== SET TASK ==
Please update the entries from the first line down to and including the line with "[515,569,728,860]", changing "package" to "parcel" and keeping everything else the same. Leave the pictures out of your answer.

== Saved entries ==
↓↓↓

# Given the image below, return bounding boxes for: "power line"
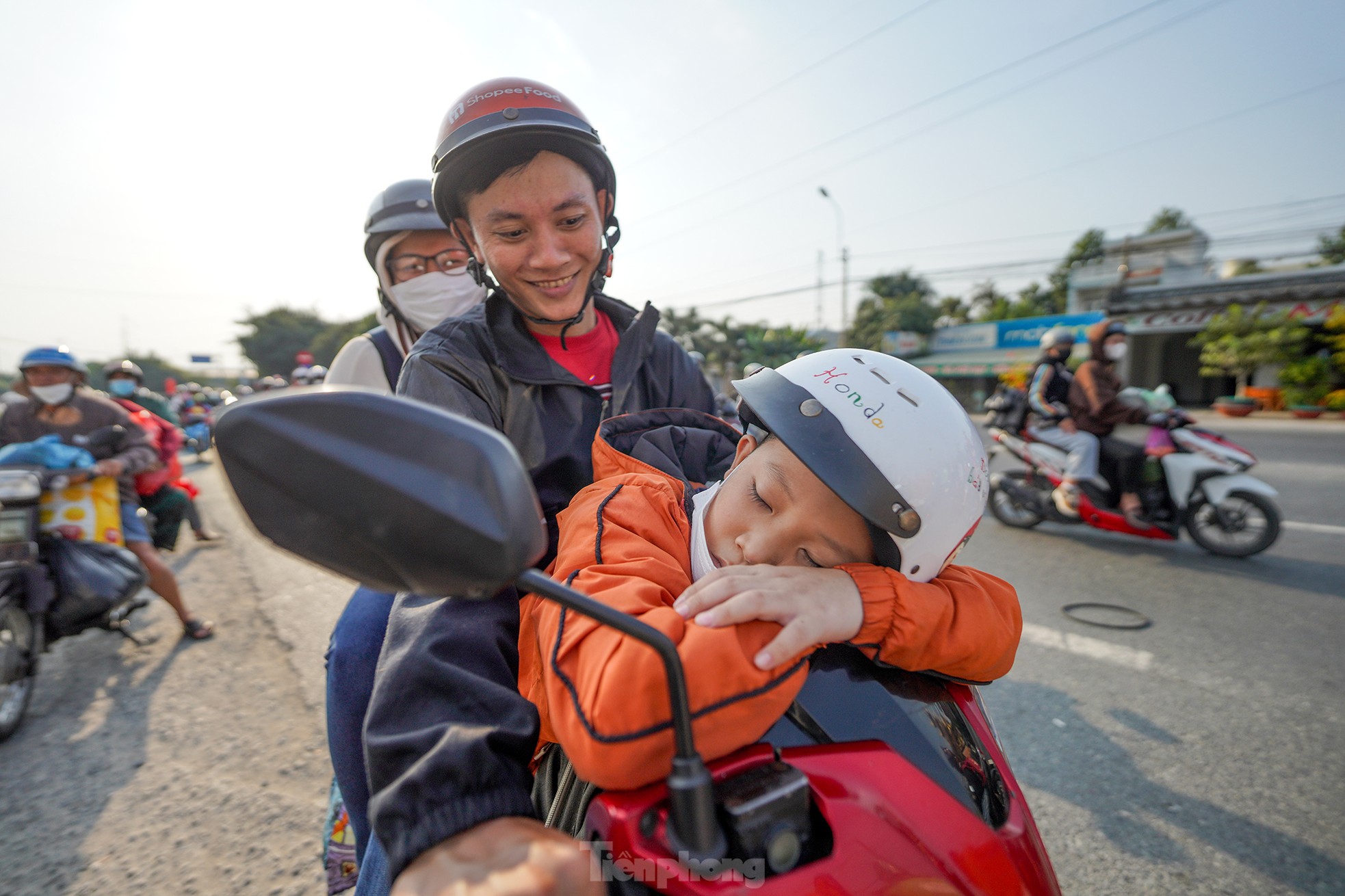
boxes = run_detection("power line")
[631,0,947,166]
[850,75,1345,237]
[634,0,1184,220]
[672,224,1334,308]
[629,0,1228,239]
[651,192,1345,306]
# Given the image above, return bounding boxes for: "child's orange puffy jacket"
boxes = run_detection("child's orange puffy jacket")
[519,410,1022,790]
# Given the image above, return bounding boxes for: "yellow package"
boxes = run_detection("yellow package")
[40,476,127,546]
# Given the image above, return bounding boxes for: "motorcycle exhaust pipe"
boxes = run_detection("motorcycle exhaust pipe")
[990,473,1043,511]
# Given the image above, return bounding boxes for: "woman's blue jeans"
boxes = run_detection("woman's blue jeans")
[327,585,393,877]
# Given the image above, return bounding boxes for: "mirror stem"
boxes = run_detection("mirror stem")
[515,569,728,860]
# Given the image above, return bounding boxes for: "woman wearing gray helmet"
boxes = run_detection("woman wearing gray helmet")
[321,181,486,882]
[327,181,486,391]
[1028,327,1097,516]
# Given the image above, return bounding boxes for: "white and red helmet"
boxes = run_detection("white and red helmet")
[733,348,990,581]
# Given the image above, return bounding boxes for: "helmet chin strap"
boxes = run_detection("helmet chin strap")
[471,215,621,351]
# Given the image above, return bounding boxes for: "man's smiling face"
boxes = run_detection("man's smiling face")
[457,152,608,337]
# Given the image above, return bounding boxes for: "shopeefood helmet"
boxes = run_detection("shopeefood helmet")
[19,346,89,375]
[430,78,621,311]
[102,358,145,386]
[733,348,990,581]
[1041,327,1075,351]
[365,179,448,270]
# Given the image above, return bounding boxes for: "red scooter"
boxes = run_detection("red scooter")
[217,386,1060,896]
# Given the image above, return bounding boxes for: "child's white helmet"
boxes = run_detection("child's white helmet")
[733,348,990,581]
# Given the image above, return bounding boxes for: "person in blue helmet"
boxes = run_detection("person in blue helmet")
[0,346,214,640]
[319,179,486,864]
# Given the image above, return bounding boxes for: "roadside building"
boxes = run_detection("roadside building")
[1068,227,1345,406]
[911,311,1103,412]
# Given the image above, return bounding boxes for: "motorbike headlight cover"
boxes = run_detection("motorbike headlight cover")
[0,469,42,503]
[0,509,31,544]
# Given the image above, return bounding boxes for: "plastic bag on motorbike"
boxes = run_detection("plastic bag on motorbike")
[0,433,94,469]
[44,538,148,637]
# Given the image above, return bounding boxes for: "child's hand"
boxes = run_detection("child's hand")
[672,565,863,670]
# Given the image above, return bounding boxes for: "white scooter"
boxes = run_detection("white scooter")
[989,410,1281,557]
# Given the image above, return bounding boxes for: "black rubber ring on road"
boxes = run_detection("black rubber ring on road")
[1060,603,1154,630]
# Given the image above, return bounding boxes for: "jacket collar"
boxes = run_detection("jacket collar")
[484,289,659,395]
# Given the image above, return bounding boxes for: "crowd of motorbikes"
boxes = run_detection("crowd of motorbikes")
[986,379,1281,557]
[0,366,1279,893]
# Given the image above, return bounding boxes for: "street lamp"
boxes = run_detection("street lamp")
[818,187,850,346]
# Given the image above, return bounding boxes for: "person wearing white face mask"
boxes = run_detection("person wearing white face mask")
[326,181,486,391]
[321,181,486,882]
[1069,320,1149,529]
[0,346,214,640]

↑↑↑

== FULL ANSWER ==
# Given the image below, return bounding boxes for: "power line"
boxes = run_detection("power line")
[631,0,947,166]
[850,75,1345,237]
[634,0,1184,220]
[672,224,1334,308]
[629,0,1228,239]
[651,192,1345,306]
# Given the image above, return bounding boxes for: "child's orange puffy jacket"
boxes = run_detection("child's orange puffy jacket")
[519,410,1022,790]
# Given the image above, return bounding boxes for: "yellow parcel"
boxes = run_detection("yellow parcel")
[40,476,127,546]
# Given the image above, return bounding boxes for: "motorcycle exhaust pipe"
boxes = run_detection("motorcycle exhaust pipe")
[990,473,1043,511]
# Given the image above, return bounding boxes for: "woman's blue jeans"
boxes = run_detection("woman's blue jeans")
[327,585,393,877]
# Given the image above, return bounding boxes for: "mirror stem"
boxes = run_detection("mirror stem")
[515,569,728,860]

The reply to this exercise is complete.